■ **Your goal**: Find the line containing "Two rules. Place a point on every instance of the grassy" in the data below and repeat it, along with all later lines, exactly through the last one.

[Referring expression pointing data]
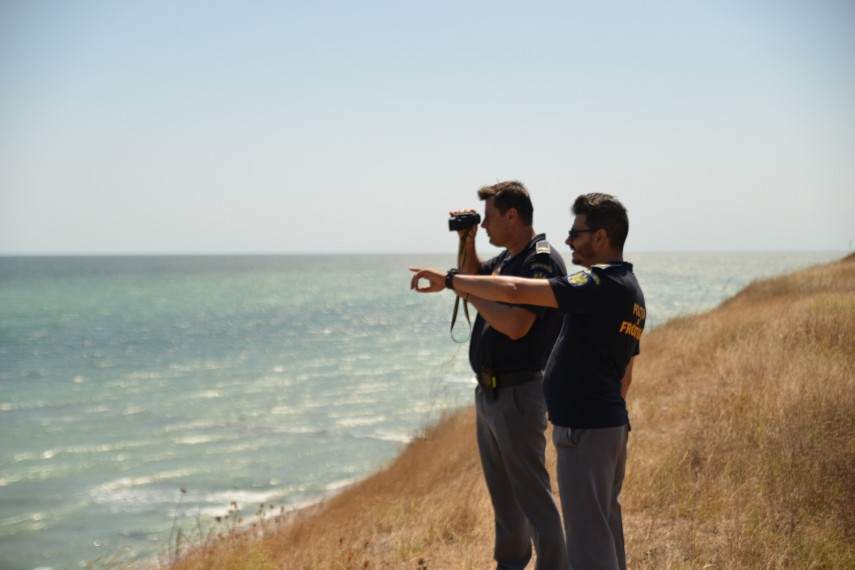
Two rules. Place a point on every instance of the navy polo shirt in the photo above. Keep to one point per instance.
(490, 350)
(604, 316)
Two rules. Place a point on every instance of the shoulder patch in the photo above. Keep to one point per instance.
(583, 278)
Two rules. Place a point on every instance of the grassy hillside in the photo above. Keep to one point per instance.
(742, 455)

■ **Task answer**:
Two rules. Place a point on every instance of the grassy hillside in the photo above. Keep to one point per instance.
(742, 455)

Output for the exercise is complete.